-- START Text segment --
Objects of Confidence and Choice considered the centrality of professional communities in Alabama, from1804 to 1861. The dissertation highlighted what it meant to be a professional, as well as what professionals meant to their communities, by examining themes of education, family, wealth patterns, slaveholding, and professional identities This project defined professionals as men with professional degrees or licenses to practice: doctors, lawyers, clergymen, teachers, and others. Several men who appeared in this study have been widely studied: William Lowndes Yancey, Josiah Nott, Dr. J. Marion Sims, James Birney, Leroy Pope Walker, Clement Comer Clay, and his son, Clement Claiborne Clay. Others are less familiar today, but were, in many cases, leaders of their towns and cities. Names were culled from various censuses and tax records and put into a database that included items such as age, marital status, children, real property, personal property, and slaveholding. In total, the database included 453 names. The study also mined a rich vein of primary source material from the very articulate professional community. Objects of Confidence and Choice indicated that professionals were not a social class but a community of institution builders. In order to refine this conclusion, a more targeted investigation of professionals in a single antebellum Alabama town will be needed.
-- END Text segment --
-- START Data entries --
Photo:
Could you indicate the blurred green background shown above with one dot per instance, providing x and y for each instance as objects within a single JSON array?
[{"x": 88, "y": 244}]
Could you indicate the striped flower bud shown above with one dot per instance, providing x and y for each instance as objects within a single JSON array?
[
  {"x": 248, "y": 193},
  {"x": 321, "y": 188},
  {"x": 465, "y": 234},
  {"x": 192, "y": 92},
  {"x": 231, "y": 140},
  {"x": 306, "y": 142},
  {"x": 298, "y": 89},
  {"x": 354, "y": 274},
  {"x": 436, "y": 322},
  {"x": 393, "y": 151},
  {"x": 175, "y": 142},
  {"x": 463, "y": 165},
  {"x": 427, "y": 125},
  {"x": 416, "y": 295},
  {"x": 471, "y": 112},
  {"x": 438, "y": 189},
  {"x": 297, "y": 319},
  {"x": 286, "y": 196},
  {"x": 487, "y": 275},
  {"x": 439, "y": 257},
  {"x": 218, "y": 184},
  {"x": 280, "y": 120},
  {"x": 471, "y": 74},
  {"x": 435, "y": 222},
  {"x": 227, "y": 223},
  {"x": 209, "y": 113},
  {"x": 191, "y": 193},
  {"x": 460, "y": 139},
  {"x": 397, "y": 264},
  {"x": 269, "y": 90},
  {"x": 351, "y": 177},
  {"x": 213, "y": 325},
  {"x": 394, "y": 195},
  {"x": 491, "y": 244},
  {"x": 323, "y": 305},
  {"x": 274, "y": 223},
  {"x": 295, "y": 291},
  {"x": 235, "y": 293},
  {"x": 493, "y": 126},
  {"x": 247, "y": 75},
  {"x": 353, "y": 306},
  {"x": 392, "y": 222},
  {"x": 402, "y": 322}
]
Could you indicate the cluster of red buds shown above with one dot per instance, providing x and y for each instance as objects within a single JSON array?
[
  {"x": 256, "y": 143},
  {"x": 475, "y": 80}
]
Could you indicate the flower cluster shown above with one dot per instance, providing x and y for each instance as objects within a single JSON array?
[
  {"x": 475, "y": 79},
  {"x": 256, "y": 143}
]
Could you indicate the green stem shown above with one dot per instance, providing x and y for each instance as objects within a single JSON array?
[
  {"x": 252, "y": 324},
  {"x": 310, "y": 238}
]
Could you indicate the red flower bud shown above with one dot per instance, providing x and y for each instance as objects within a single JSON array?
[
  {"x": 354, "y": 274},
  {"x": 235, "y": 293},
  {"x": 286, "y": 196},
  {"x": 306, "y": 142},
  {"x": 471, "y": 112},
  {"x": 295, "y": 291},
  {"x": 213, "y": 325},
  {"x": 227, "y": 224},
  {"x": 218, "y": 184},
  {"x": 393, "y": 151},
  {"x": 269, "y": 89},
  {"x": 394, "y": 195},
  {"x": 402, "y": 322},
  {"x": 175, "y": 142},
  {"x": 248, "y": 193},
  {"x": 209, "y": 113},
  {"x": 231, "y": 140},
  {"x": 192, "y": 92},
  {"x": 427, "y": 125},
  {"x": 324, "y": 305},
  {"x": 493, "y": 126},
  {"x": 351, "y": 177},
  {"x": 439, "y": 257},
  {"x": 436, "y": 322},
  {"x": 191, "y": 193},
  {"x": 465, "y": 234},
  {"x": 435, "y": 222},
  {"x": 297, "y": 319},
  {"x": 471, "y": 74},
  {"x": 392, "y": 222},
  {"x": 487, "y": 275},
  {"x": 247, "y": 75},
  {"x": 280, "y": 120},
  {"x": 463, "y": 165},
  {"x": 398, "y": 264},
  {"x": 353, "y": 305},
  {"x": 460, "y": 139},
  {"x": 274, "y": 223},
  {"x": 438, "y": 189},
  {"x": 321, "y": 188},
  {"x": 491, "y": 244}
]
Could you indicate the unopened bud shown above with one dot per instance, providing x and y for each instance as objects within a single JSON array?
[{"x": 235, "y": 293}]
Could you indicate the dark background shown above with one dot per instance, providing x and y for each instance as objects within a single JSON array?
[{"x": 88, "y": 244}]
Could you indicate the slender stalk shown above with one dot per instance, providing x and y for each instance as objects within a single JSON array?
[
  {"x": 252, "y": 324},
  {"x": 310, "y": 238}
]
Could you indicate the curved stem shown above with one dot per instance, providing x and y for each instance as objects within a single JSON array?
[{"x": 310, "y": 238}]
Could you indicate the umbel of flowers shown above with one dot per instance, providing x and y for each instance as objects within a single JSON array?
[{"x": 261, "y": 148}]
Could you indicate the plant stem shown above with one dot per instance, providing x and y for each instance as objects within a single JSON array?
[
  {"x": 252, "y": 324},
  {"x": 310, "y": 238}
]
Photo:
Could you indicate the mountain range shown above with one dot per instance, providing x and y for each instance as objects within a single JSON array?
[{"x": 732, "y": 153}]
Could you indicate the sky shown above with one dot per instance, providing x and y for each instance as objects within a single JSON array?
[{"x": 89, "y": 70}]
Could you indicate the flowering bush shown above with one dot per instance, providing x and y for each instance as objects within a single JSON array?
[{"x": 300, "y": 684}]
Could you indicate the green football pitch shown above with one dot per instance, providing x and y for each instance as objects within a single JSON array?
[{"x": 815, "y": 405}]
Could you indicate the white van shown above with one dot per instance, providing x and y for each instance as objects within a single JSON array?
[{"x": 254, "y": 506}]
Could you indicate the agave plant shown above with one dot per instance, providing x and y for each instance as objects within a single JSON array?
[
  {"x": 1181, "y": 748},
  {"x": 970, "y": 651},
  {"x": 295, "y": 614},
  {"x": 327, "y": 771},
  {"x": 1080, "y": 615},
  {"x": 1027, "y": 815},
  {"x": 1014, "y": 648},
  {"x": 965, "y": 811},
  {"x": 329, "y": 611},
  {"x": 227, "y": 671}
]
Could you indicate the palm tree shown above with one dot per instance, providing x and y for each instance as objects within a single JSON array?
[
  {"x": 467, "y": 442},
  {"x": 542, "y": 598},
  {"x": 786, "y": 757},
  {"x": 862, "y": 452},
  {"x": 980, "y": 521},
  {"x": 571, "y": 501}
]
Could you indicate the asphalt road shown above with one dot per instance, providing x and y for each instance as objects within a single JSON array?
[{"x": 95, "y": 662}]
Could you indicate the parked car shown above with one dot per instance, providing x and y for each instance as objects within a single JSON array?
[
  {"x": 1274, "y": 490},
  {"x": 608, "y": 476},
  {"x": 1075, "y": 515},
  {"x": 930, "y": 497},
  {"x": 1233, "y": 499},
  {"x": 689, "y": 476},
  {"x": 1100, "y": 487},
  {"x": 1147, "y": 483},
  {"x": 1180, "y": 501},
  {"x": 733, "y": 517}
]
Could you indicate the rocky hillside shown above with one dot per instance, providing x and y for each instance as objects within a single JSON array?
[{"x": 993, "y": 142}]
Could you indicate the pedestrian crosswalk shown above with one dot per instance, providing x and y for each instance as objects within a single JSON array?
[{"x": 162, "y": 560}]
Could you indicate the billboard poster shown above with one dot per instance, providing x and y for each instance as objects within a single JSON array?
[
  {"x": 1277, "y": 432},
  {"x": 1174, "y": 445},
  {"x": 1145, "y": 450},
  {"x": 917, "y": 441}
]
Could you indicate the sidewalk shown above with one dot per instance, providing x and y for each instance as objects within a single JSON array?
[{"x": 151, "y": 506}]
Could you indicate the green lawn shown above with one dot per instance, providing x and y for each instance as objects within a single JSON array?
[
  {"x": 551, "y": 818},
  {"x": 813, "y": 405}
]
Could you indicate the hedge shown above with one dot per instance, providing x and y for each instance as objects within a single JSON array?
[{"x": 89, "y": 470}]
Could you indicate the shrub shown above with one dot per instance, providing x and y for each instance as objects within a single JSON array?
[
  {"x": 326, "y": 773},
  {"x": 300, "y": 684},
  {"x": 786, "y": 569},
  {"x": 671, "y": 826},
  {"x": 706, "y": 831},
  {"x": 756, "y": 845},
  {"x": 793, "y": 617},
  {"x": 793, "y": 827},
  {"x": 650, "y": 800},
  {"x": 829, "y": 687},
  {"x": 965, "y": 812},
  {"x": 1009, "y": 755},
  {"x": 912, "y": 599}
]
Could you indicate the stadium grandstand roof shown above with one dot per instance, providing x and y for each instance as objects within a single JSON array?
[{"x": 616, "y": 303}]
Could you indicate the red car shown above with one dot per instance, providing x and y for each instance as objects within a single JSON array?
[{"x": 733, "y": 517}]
-- END Data entries --
• Written request A
Translate this sentence from the dissertation abstract into Spanish: "Others are less familiar today, but were, in many cases, leaders of their towns and cities."
• Written request B
Answer these questions using the dissertation abstract:
(i) How many names did the database include in total?
(ii) From what sources were the names culled?
(iii) Rather than a social class, what did the study find professionals to be?
• Written request C
Decide whether each statement agrees with the dissertation abstract, answering yes or no and quoting the words that settle it:
(i) The project defined professionals as men with professional degrees or licenses to practice.
(ii) The study concluded that professionals formed a distinct social class.
(iii) The database recorded slaveholding among its items.

• Reply A
Otros son menos conocidos hoy, pero fueron, en muchos casos, líderes de sus pueblos y ciudades.

• Reply B
(i) 453 names.
(ii) Various censuses and tax records.
(iii) A community of institution builders.

• Reply C
(i) Yes: "This project defined professionals as men with professional degrees or licenses to practice"
(ii) No: "professionals were not a social class but a community of institution builders"
(iii) Yes: "age, marital status, children, real property, personal property, and slaveholding"